-- Stated task 1 --
Pick out every line of the rows below that contains the word "bottle".

-- Page --
____
Bash snippet - using coproc with SQLite (HPR Show 3413)

Sending multiple queries to a running instance of sqlite3

Dave Morriss


Table of Contents

Introduction

I am in the process of rewriting some scripts I use to manage Magnatune albums. I’m a lifetime Magnatune member and have access to the whole music collection. I wrote a script for downloading albums and placing them in my ~/Music directory which I talked about in 2013 (show 1204). The original scripts are still available on GitLab and I know of one other person who made use of them!

Since 2013 I have written a few other support scripts, for example one to manage a queue of albums I want to buy and download, and one which summarises the state of this queue.

It’s this 'show_queue' script I am currently updating (called show_queue_orig, and available in the resources to this show). The original version of this script took Magnatune album URLs from a file (acting as a queue of stuff I wanted to buy), parsed out a piece of the URL and used it to grep a pre-prepared summary in another file. This file of summaries had been made from a master XML file provided by Magnatune (see update_albums on GitLab).

Magnatune has moved away from this master XML file to a SQLite database in recent years, so I want to perform a database lookup for each URL to list its details.

The first version of the new script wasn’t difficult to write: just extract the search data as before and run a query on the database using this data. I have included this script which I call show_queue_db_1 amongst the resources for this episode, so you can see what I’m talking about – and what I want to improve on. It felt bad to be performing multiple calls on the sqlite3 command in a loop, so I looked around for an alternative way.

In April 2019 clacke did a show (number 2793) about the Bash coproc command.

This command creates a subshell running a command or group of commands which is connected to the calling (parent) process through two file descriptors (FDs). It’s possible for the calling shell to write to the input descriptor and read from the output one and thereby communicate with whatever is running in the subshell.

I was vaguely aware of coproc at the time of clacke’s show but hadn’t looked into it. I found the show fascinating but didn’t have a use for the feature at the time.

To solve my need to show my Magnatune queue of future purchases, it looked as if a sqlite3 instance running in a subshell could be given queries one after the other and return the answers I needed. My journey to a Bash script using coproc then followed.

Details

My ‘pending’ queue

As I said, I have a file containing Magnatune URLs of the form:

http://magnatune.com/artists/albums/antiqcool-acousticguitar

The final component is the 'SKU', which is the key to the album in the system. In the original XML-based system I see the following example information when I run my current script:

Artist: Antiqcool
Album:  Original Instrumental Acoustic Guitar Songs Vol 1
Genres: Alt Rock,Folk-Rock,Instrumental Rock
Code:   antiqcool-acousticguitar
----

I store the URLs because that’s the form Magnatune uses to send album details in their periodic email messages about new albums. It’s easier to cut and paste them.

The original show_queue script just reads this queue file in a loop and looks up the SKU in a file of reformatted XML information. As mentioned, I have included this script for reference as one of the resources accompanying this show (show_queue_orig).

More about coproc

In clacke’s HPR show 2793 he described the coproc command in some detail, with examples of how it behaves.

It is documented in a fairly terse fashion in the Bash Reference Manual (see link below).
____
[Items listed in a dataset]
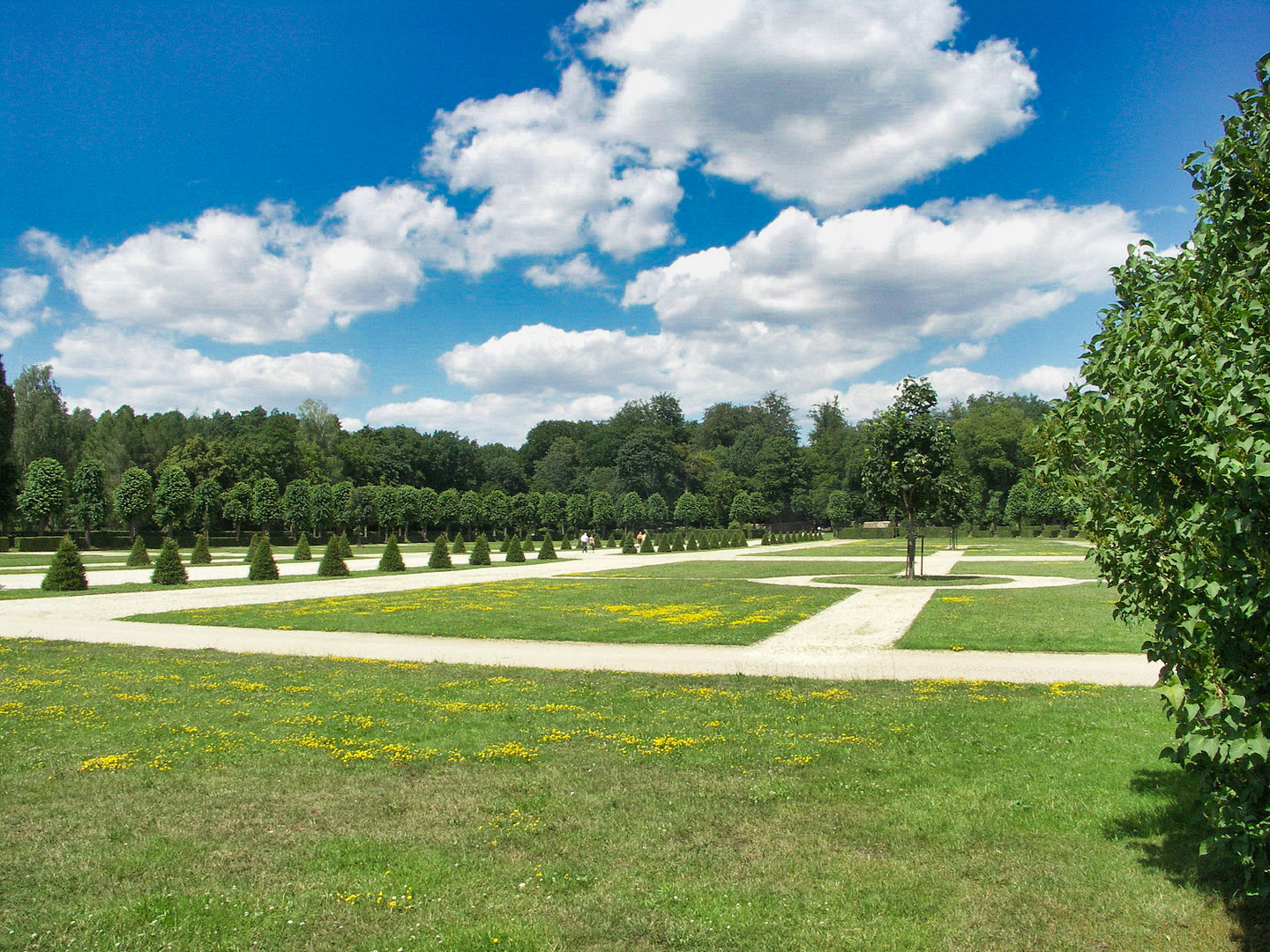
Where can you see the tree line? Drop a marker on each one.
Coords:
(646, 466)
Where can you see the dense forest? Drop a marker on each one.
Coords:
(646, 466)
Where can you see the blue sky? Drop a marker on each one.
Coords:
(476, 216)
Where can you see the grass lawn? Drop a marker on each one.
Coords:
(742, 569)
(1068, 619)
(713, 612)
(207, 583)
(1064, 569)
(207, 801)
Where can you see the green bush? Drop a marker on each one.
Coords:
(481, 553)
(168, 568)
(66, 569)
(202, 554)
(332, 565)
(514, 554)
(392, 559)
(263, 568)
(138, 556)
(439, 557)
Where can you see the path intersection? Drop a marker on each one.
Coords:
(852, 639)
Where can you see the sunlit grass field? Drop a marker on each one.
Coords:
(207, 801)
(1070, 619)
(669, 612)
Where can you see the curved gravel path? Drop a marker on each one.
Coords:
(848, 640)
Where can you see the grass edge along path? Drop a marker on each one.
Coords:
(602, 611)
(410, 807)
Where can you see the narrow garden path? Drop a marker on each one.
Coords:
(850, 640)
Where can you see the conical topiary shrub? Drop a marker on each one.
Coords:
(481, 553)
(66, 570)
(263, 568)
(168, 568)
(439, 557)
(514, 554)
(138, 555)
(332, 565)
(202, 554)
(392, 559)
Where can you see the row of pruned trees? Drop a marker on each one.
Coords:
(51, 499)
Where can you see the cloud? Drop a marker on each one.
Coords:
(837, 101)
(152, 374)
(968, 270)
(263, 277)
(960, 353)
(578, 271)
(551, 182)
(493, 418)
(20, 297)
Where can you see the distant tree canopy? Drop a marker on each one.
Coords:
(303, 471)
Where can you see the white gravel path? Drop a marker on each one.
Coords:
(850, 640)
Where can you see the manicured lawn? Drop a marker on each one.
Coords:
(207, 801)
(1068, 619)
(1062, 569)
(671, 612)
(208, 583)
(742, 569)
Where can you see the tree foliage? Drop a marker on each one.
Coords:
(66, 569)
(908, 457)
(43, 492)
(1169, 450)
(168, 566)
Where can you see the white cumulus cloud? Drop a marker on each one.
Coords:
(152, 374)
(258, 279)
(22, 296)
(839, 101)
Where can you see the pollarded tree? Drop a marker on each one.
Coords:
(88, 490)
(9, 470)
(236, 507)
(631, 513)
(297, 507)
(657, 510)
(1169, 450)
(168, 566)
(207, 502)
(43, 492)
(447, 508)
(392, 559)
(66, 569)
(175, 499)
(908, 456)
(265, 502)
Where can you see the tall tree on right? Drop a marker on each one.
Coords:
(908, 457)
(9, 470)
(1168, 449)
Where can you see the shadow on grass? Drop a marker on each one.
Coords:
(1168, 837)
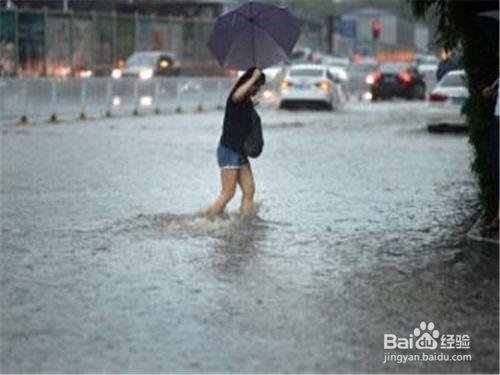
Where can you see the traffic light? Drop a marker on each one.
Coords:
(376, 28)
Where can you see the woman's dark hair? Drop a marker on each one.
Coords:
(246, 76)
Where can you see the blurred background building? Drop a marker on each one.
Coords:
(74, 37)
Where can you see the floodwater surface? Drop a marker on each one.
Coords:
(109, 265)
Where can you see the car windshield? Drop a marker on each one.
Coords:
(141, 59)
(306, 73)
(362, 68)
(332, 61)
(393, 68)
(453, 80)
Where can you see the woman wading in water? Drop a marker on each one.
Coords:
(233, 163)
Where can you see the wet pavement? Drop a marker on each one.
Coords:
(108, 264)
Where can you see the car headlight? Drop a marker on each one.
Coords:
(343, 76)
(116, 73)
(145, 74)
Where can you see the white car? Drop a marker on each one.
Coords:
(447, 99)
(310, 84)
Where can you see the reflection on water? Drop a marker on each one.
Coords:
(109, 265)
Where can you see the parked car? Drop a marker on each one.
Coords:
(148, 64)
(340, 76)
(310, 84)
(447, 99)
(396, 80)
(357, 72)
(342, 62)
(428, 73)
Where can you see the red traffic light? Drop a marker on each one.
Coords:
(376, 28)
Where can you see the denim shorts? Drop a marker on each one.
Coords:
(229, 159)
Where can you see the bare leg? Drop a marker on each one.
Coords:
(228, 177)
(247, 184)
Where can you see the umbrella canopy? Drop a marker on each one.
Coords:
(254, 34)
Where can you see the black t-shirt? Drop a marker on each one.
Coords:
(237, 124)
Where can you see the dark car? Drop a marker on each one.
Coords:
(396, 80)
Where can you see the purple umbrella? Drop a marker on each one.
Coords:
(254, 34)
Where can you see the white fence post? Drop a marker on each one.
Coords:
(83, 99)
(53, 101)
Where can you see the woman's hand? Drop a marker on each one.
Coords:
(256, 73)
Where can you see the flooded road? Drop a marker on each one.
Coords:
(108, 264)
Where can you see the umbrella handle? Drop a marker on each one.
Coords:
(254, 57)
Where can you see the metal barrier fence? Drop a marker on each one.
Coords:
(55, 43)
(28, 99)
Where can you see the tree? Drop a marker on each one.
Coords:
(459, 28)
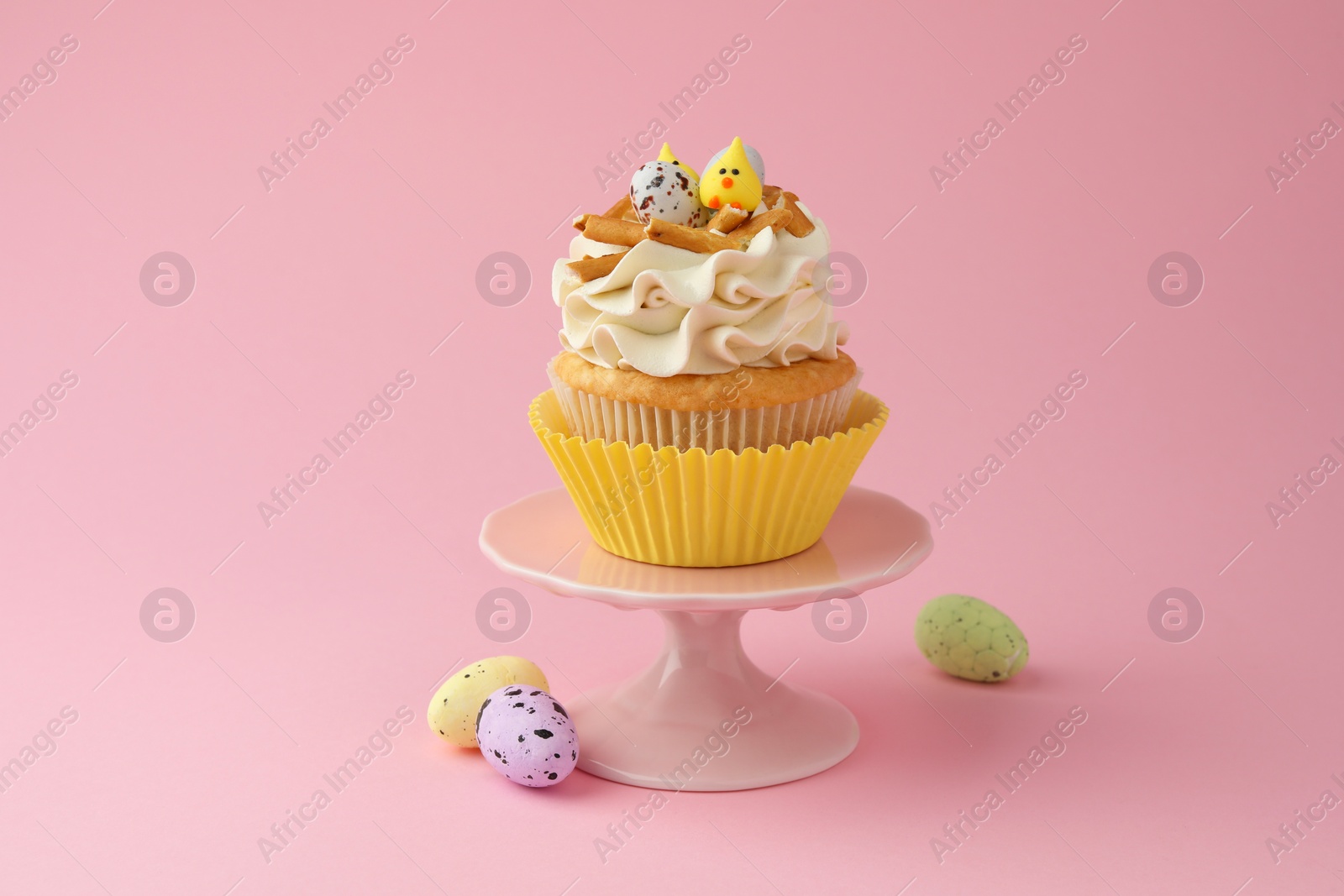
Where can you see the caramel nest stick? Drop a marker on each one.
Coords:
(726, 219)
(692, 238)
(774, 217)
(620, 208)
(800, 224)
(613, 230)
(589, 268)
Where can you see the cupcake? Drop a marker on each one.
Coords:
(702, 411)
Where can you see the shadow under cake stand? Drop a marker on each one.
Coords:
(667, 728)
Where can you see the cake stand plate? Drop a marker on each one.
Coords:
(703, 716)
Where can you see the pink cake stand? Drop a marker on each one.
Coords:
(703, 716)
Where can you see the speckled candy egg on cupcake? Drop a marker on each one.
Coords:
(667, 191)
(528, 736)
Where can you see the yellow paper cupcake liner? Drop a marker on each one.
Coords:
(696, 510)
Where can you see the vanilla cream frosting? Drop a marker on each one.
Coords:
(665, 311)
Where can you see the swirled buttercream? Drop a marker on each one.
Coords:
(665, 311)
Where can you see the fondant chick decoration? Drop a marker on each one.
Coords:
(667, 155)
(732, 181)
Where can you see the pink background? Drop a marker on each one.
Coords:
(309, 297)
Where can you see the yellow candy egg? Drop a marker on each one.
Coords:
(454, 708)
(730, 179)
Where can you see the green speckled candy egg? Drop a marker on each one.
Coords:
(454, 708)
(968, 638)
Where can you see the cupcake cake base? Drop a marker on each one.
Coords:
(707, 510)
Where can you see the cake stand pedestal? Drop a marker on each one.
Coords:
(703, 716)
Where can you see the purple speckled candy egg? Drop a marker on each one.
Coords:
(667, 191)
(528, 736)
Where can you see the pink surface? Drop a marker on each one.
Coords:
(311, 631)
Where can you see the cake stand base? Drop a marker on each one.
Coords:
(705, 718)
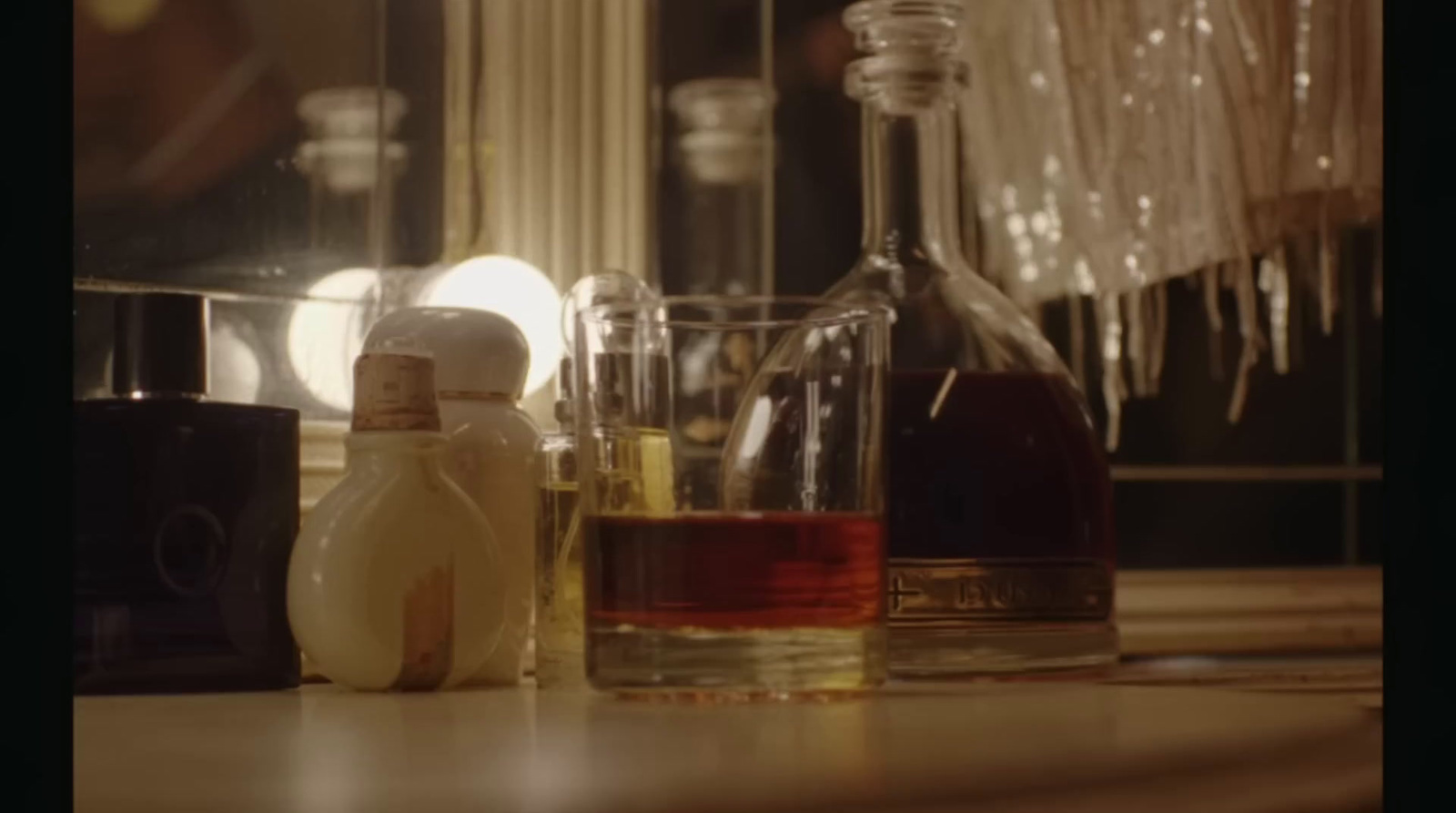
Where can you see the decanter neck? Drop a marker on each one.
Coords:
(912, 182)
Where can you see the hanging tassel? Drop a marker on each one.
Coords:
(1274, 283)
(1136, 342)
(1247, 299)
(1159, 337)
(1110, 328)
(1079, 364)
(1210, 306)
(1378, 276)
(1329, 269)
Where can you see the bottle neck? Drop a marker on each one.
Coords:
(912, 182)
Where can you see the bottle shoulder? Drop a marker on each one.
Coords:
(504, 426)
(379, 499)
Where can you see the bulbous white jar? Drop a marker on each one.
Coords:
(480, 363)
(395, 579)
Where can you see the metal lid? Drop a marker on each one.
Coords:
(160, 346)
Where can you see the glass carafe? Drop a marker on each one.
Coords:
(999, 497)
____
-- Stated task 2 --
From the coproc article above, copy everything from "Sending multiple queries" down to "of this queue." word for word.

-- Written reply 1 --
Where can you see the bottle neck? Drop a marker on each one.
Where can you see the bottle shoulder? Drop a marker on each one.

-- Written reply 2 --
Sending multiple queries to a running instance of sqlite3

Dave Morriss


Table of Contents

Introduction

I am in the process of rewriting some scripts I use to manage Magnatune albums. I’m a lifetime Magnatune member and have access to the whole music collection. I wrote a script for downloading albums and placing them in my ~/Music directory which I talked about in 2013 (show 1204). The original scripts are still available on GitLab and I know of one other person who made use of them!

Since 2013 I have written a few other support scripts, for example one to manage a queue of albums I want to buy and download, and one which summarises the state of this queue.